» **Passage given**:
>>>>>

Now on to foreign exchange, historically we have told you that foreign exchange impacts our top line more than our bottom line and that the bottom line impacts are largely translational in nature and these are partially offset by natural hedges within the portfolio such as commodities. Now while this is still true, we have seen unprecedented volatility in the foreign exchange markets recently. Even more than in the commodity and energy markets. Since our last earnings call we have seen almost a three-standard deviation move in the Euro, Pound Sterling and Russian Ruble. The Indian Rupee, Brazilian Real and Mexican Peso have seen currency fluctuations of four, seven and eight standard deviations respectively.

The devaluation across the emerging markets that we are witnessing is unprecedented in its breadth, depth and speed. It is quite clear that none of the historical volatility numbers are valid in today’s market. We have also seen changes in the relationships between currencies and items that have historically provided us with a natural hedge. As a result of these volatility dynamics we will see larger foreign exchange impacts than we have seen previously, particularly in emerging markets.

<<<<<

» **Brief 1**:
Translate into Spanish this sentence from the foreign exchange passage: "It is quite clear that none of the historical volatility numbers are valid in today's market."
» **Brief 2**:
From the foreign exchange passage, pull out the wording from "Now on to foreign" to "standard deviations respectively.", copied word for word.
» **Brief 3**:
Answer these questions on the foreign exchange passage:
(a) Which currency saw a fluctuation of eight standard deviations?
(b) How large a move has there been in the Euro since the last earnings call?
(c) In which markets does the passage say larger foreign exchange impacts will be seen in particular?

» **Provided information**:
>>>>>

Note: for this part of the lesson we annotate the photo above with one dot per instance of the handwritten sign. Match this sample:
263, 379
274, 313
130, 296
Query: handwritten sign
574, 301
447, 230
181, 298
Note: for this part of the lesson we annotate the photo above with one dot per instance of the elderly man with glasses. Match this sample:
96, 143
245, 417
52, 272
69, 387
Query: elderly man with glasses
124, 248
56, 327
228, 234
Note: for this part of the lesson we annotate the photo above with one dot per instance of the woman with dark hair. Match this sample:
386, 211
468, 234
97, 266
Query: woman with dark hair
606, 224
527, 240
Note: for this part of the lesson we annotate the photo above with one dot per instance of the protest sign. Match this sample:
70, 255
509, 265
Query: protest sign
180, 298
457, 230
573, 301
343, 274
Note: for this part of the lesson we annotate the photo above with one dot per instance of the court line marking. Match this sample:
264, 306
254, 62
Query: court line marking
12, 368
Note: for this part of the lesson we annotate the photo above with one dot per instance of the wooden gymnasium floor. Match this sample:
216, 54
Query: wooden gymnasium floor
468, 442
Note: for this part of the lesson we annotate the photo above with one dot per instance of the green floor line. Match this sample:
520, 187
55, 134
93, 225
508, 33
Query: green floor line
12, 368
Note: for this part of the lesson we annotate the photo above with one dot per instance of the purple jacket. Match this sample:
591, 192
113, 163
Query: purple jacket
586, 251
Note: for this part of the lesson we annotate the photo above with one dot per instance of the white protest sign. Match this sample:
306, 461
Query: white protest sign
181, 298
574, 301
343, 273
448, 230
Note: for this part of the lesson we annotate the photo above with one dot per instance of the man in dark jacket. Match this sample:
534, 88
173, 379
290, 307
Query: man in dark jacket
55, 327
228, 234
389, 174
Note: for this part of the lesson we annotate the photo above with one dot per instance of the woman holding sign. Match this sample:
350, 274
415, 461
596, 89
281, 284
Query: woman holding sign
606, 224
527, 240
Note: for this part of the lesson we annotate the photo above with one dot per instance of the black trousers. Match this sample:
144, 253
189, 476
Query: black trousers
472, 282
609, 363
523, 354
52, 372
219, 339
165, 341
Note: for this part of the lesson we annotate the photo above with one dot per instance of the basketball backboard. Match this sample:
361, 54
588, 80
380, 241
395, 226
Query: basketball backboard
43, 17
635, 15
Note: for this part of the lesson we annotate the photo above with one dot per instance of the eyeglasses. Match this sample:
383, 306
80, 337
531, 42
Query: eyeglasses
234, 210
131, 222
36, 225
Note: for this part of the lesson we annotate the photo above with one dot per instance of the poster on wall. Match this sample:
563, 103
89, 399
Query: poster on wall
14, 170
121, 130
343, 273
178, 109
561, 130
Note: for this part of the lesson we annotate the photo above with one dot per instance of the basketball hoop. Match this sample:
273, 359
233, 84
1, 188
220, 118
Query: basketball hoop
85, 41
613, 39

<<<<<

» **Task output 1**:
Está bastante claro que ninguna de las cifras históricas de volatilidad es válida en el mercado actual.

» **Task output 2**:
Now on to foreign exchange, historically we have told you that foreign exchange impacts our top line more than our bottom line and that the bottom line impacts are largely translational in nature and these are partially offset by natural hedges within the portfolio such as commodities. Now while this is still true, we have seen unprecedented volatility in the foreign exchange markets recently. Even more than in the commodity and energy markets. Since our last earnings call we have seen almost a three-standard deviation move in the Euro, Pound Sterling and Russian Ruble. The Indian Rupee, Brazilian Real and Mexican Peso have seen currency fluctuations of four, seven and eight standard deviations respectively.

» **Task output 3**:
(a) The Mexican Peso.
(b) Almost a three-standard deviation move.
(c) Emerging markets.